- _COMPITO_: Copia per intero il brano proposto qui sotto, senza cambiare una parola né un segno di punteggiatura.

- _BRANO PROPOSTO_:

Non è particolarmente complicato comprendere quanto sia grave una simile condizione. Basti pensare alle esigenze di chi necessita di cure, assistenza e conforto: certo aiutano le cosiddette “reti sociali” (costituite, sempre secondo l’Istat, da 5,4 parenti stretti e 1,9 parenti, in genere) e ci sono anche gli amici e le associazioni. Ma tutto questo è importantissimo, ma non basta se lo Stato non si impegna in modo serio. Tanto da far esclamare al presidente della Camera, Roberto Fico che “questo rapporto può essere molto utile per indirizzare le politiche del nuovo governo” (sempre ammesso che ce la faccia a nascere). Ma si pensi pure ai problemi legati alle erogazioni delle pensioni per tempi molto più lunghi (per fortuna) rispetto al passato. E con il lavoro che non c’è per tanti giovani (non ingannino le statistiche perché purtroppo molto spesso i nuovi contratti sono a tempo…) mancano le entrate contributive che tengono in piedi il sistema previdenziale. Con una conclusione assai semplice: se manca il lavoro o se è precario e a tempo, si fa fatica a mettere in piedi rapporti solidi e duraturi e quindi si fanno ancor meno figli. Insomma, il classico cane che si morde la corda.

- _MATERIALE DI PARTENZA_:

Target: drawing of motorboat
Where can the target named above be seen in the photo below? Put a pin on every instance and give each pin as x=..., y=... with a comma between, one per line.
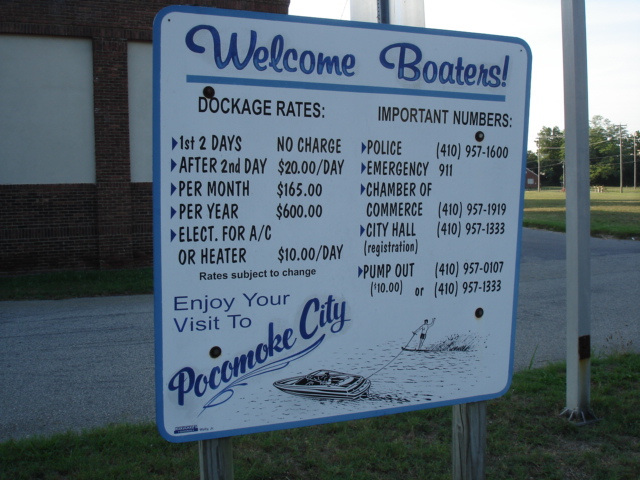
x=326, y=384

- _RISULTATO DELL'ESERCIZIO_:
Non è particolarmente complicato comprendere quanto sia grave una simile condizione. Basti pensare alle esigenze di chi necessita di cure, assistenza e conforto: certo aiutano le cosiddette “reti sociali” (costituite, sempre secondo l’Istat, da 5,4 parenti stretti e 1,9 parenti, in genere) e ci sono anche gli amici e le associazioni. Ma tutto questo è importantissimo, ma non basta se lo Stato non si impegna in modo serio. Tanto da far esclamare al presidente della Camera, Roberto Fico che “questo rapporto può essere molto utile per indirizzare le politiche del nuovo governo” (sempre ammesso che ce la faccia a nascere). Ma si pensi pure ai problemi legati alle erogazioni delle pensioni per tempi molto più lunghi (per fortuna) rispetto al passato. E con il lavoro che non c’è per tanti giovani (non ingannino le statistiche perché purtroppo molto spesso i nuovi contratti sono a tempo…) mancano le entrate contributive che tengono in piedi il sistema previdenziale. Con una conclusione assai semplice: se manca il lavoro o se è precario e a tempo, si fa fatica a mettere in piedi rapporti solidi e duraturi e quindi si fanno ancor meno figli. Insomma, il classico cane che si morde la corda.